- **Passage cité**:
Il s’agit là d’un discours qui se substitue à la parole des femmes elles-mêmes. On estime d’ailleurs qu’il n’est pas nécessaire qu’elles parlent. Elles n’auraient rien à dire de spécifique. Elles ne seraient que de simples femmes porteuses de valeurs qui ne leur appartiennent pas, de valeurs qui seraient celles des hommes de leur communauté. Le port du foulard leur serait imposé. Il serait le produit d’une domination directe ou résulterait de l’intériorisation de ce rapport par la victime. Il serait inutile de les interroger puisqu’elles ne pourraient que reproduire un discours qui les aliène.
Pourtant, de nombreuses recherches montrent que le port du voile résulte d’un choix individuel et que ce choix ne peut être réduit à celui de la victime émissaire. Certaines le portent, d’autres pas. Généralement, dans une même famille, certaines sont voilées, d’autres non. Entre celles qui le portent et celles qui ne le portent pas, il y a une décision personnelle. C’est la possibilité de ce choix qui spécifie le voile de la modernité.
Si on prend la peine de les entendre, et c’est ce que nous avons fait dans le cadre d’une recherche de terrain, il apparaît que ce phénomène n’est pas d’ordre religieux, ni d’ordre communautaire. Lorsque l’on interroge ces jeunes femmes, ce qu’elles mettent en avant, c’est leur volonté propre, la démarche individuelle qu’elles ont faite. Ce faisant, elles nient la lecture faite par les médias. Elles s’opposent à la vision d’un voile imposé par la famille, par le père, par le mari. Souvent, elles font observer qu’elles portent le voile en désaccord avec ceux-ci ou font mention de fortes réticences familiales face à leur démarche. Si l’on donne la parole aux jeunes filles, un élément s’impose : le voile n’est ni un retour à la tradition, ni un réflexe communautaire. Il est un choix d’individus inscrits dans la modernité. D’ailleurs, l’observation du phénomène nous montre que tout, dans ce voile, fait référence à la modernité et non à la tradition. Ainsi, autrefois, le foulard effaçait le corps de la femme face au regard de l’homme. Actuellement, le voile est devenu, au contraire, présence du corps féminin, présence de la femme dans l’espace public. Au lieu de cacher, le voile montre. Il est acte de dévoiler grâce à la médiation du corps. Il est ainsi un moyen d’accéder au droit d’être, au droit d’exister en tant qu’individu particulier.
Toutes les valeurs de la tradition sont renversées par le voile moderne, telle la dissimulation de la femme, son retrait de l’espace public et l’effacement du corps, ainsi que la conception de l’individu comme simple reflet de sa communauté.

- **Consigne écrite 1**:
Recopiez à l'identique toutes les lignes des enregistrements ci-dessous, sans reproduire les images.

- **Données fournies**:
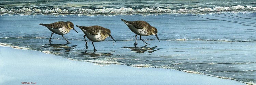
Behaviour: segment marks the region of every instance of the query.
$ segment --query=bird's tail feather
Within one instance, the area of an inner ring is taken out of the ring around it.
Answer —
[[[121,19],[121,20],[122,20],[122,21],[124,21],[124,22],[126,22],[126,23],[128,23],[129,22],[128,21],[125,20],[124,19]]]
[[[40,23],[40,25],[41,25],[44,26],[45,27],[49,27],[49,24],[43,24],[43,23]]]
[[[76,26],[77,27],[79,27],[79,28],[81,28],[81,29],[85,29],[87,28],[86,28],[87,27],[85,27],[85,26],[77,26],[77,25],[75,25],[75,26]]]

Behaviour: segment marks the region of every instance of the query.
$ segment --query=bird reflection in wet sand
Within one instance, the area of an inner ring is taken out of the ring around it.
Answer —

- **Consigne écrite 2**:
Selon le passage cité, quel effet le foulard avait-il autrefois sur le corps de la femme ?

- **Résultat 1**:
Behaviour: segment marks the region of every instance of the query.
$ segment --query=bird's tail feather
Within one instance, the area of an inner ring is taken out of the ring around it.
Answer —
[[[121,19],[121,20],[122,20],[122,21],[124,21],[124,22],[126,22],[126,23],[128,23],[129,22],[128,21],[125,20],[124,19]]]
[[[40,23],[40,25],[41,25],[44,26],[45,27],[49,27],[49,24],[43,24],[43,23]]]
[[[76,26],[77,27],[79,27],[79,28],[81,28],[81,29],[85,29],[87,28],[86,28],[87,27],[85,27],[85,26],[77,26],[77,25],[75,25],[75,26]]]

Behaviour: segment marks the region of every instance of the query.
$ segment --query=bird reflection in wet sand
Within one instance, the area of an inner ring is taken out of the ring around it.
Answer —

- **Résultat 2**:
Il effaçait le corps de la femme face au regard de l'homme.